▶ _INPUT MATERIAL_
╭──

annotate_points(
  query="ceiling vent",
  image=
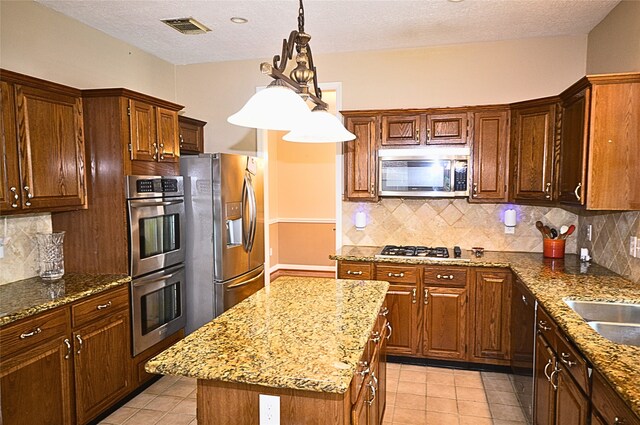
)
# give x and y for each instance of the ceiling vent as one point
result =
(187, 25)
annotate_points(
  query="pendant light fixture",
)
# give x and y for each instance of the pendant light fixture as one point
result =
(282, 105)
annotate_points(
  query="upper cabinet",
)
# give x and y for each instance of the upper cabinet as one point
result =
(490, 156)
(600, 138)
(533, 150)
(360, 157)
(191, 135)
(42, 146)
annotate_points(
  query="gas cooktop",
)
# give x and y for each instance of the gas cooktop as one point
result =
(436, 253)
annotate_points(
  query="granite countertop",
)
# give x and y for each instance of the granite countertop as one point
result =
(298, 333)
(551, 281)
(31, 296)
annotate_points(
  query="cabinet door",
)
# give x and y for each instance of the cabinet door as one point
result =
(492, 294)
(142, 125)
(533, 152)
(360, 166)
(168, 135)
(544, 394)
(402, 302)
(571, 405)
(572, 179)
(490, 156)
(449, 129)
(10, 190)
(35, 387)
(403, 130)
(102, 365)
(445, 318)
(51, 149)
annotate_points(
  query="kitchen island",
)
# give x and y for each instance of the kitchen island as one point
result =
(301, 339)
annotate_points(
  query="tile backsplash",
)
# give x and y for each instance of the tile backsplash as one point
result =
(449, 222)
(609, 245)
(20, 259)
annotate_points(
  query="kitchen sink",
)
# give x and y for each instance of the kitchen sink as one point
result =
(622, 333)
(603, 311)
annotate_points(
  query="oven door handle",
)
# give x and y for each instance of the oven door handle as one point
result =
(137, 204)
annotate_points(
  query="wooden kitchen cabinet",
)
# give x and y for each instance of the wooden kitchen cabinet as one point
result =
(191, 135)
(534, 150)
(492, 315)
(360, 158)
(42, 146)
(490, 156)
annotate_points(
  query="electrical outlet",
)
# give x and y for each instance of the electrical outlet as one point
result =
(269, 409)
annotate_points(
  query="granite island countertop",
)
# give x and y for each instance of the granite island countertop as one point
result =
(297, 333)
(29, 297)
(551, 281)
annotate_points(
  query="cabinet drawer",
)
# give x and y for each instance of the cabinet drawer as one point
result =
(449, 276)
(572, 361)
(609, 405)
(26, 333)
(397, 274)
(354, 270)
(546, 327)
(99, 306)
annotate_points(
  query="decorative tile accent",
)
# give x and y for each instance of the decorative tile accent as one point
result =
(449, 222)
(20, 254)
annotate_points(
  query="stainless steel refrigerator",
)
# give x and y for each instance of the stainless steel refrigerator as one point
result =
(224, 205)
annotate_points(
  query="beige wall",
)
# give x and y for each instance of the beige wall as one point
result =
(614, 44)
(38, 41)
(468, 74)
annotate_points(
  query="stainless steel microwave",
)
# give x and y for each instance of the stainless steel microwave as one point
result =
(424, 172)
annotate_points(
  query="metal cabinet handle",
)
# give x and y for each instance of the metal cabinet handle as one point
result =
(542, 325)
(68, 344)
(36, 331)
(578, 191)
(14, 204)
(547, 191)
(79, 342)
(29, 196)
(103, 306)
(564, 358)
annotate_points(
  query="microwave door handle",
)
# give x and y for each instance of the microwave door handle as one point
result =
(136, 204)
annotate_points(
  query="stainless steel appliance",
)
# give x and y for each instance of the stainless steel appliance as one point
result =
(156, 219)
(439, 253)
(424, 172)
(225, 233)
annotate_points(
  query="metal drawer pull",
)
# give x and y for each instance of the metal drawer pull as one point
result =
(542, 325)
(565, 359)
(103, 306)
(79, 342)
(36, 331)
(68, 344)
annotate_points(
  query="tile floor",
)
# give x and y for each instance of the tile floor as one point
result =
(416, 395)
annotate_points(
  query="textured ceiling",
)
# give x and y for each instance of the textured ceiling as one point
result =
(335, 25)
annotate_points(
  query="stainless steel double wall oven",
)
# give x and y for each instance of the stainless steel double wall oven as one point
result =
(156, 219)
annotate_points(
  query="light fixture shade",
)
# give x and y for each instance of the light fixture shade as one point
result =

╰──

▶ _TASK INSTRUCTIONS_
Wherever the word "countertop" appears in the entries above, copy that whole line.

▶ _SOLUTION TO THE EXERCISE_
  query="granite countertop",
# give x and y for each instance of the granite countertop as one point
  query="granite island countertop",
# give x and y for each instance of the granite island countertop as one point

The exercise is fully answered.